+++ Excerpt provided +++
Story Created:
Oct 31, 2008
Story Updated:
Nov 1, 2008
I-Team: $$$ For Lead Removal, But With A Catch
Aaron Diamant
MILWAUKEE - A big I-Team investigation uncovered children living in toxic homes and the landlords who get away with it.
The Milwaukee Health Department gets millions of dollars from the Feds every year to help hundreds of property owners remove poisonous lead paint from their properties. The thing is, the money only goes so far, and it comes with a lot of strings.
The I-Team tagged along with lead removal specialist Willie Anderson earlier this month as he and his crew replaced 20 crumbling lead-painted windows from a home on Milwaukee's north side.
"Right now there's no window pane in there,” Anderson pointed out as he assessed a back bedroom's windows. "You can see the lead everywhere."
The money he gets for all that work won't just come from the landlord; about two-thirds of it will come from taxpayers through a Health Department grant.
"This is a chronic, insidious, environmental health problem that impacts children within our community," explained Paul Biedrzycki, Director of Disease Control and Environmental Health for the City of Milwaukee Health Department.
There is a catch, though. The grant to remove the lead paint from the homes where Anderson and his team work only covers replacing the windows. There's still a pretty good shot there's still lead in the paint on the window sills, the walls, the baseboards, even the doors.
The landlord will have to pay to clean up all that, but other renters, like four-year-old Maurice Wells and his mom, whose landlords won't lift a finger to remove lead paint from their homes, won't get any help at all.
The bank recently foreclosed on their north side duplex and city policy doesn't allow the Health Department to throw good money on top of bad.
"That's a very, very difficult situation," admitted Biedrzycki. "In some ways our hands are tied."
And the department's hands will stay tied until properties, like the one Maurice lives in, are to someone who can afford to get the work done.
+++ Records shown +++
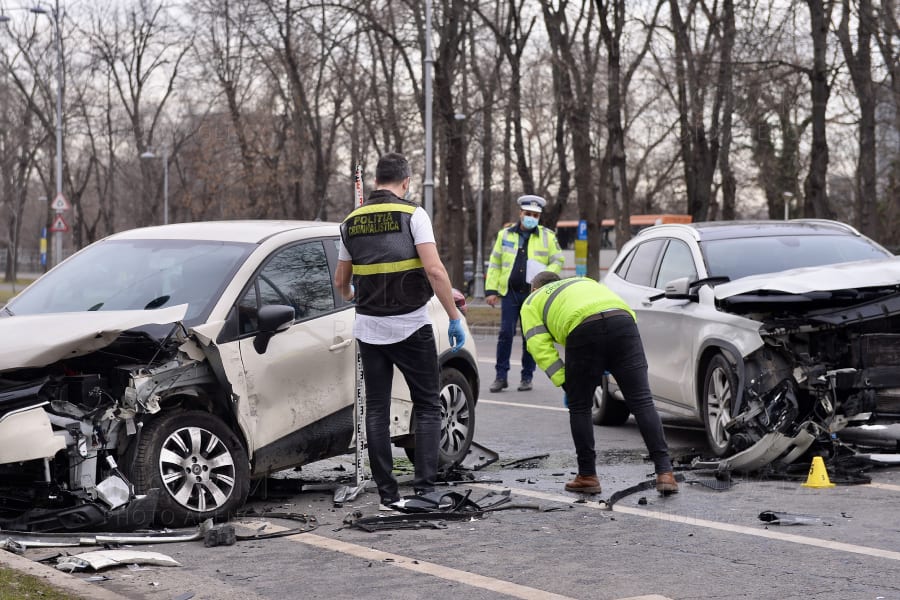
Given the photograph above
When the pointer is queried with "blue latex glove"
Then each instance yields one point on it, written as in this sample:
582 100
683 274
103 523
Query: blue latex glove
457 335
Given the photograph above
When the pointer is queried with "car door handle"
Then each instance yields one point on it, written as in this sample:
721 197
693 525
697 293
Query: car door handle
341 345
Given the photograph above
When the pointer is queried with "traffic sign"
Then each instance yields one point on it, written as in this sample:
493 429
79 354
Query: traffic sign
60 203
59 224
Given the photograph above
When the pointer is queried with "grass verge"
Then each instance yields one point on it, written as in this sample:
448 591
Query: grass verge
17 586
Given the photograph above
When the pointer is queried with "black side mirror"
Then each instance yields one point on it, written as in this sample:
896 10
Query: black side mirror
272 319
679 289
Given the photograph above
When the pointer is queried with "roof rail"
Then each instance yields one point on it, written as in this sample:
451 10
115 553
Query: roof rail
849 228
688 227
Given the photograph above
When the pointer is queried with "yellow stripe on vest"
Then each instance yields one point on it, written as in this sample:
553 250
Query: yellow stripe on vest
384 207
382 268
+++
+++ Records shown +++
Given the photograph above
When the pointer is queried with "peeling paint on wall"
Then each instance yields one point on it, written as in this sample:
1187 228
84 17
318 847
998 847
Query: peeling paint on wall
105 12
+++
+++ Records shown +++
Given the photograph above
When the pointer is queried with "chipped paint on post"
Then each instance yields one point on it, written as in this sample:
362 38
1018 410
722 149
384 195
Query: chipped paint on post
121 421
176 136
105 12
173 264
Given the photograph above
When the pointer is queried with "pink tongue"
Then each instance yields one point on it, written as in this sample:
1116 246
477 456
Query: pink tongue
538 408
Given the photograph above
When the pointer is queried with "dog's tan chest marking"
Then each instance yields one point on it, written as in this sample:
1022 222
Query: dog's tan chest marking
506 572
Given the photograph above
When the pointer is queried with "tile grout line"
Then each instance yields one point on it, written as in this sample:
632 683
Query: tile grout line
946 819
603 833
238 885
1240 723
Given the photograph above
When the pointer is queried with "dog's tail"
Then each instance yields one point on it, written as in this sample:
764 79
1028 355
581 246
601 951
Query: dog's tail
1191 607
+++
**Exercise requirements:** Write down the lead paint story word for word, from "The money he" up to and including "even the doors.". None of the entries are needed here.

**Exercise result:**
The money he gets for all that work won't just come from the landlord; about two-thirds of it will come from taxpayers through a Health Department grant.
"This is a chronic, insidious, environmental health problem that impacts children within our community," explained Paul Biedrzycki, Director of Disease Control and Environmental Health for the City of Milwaukee Health Department.
There is a catch, though. The grant to remove the lead paint from the homes where Anderson and his team work only covers replacing the windows. There's still a pretty good shot there's still lead in the paint on the window sills, the walls, the baseboards, even the doors.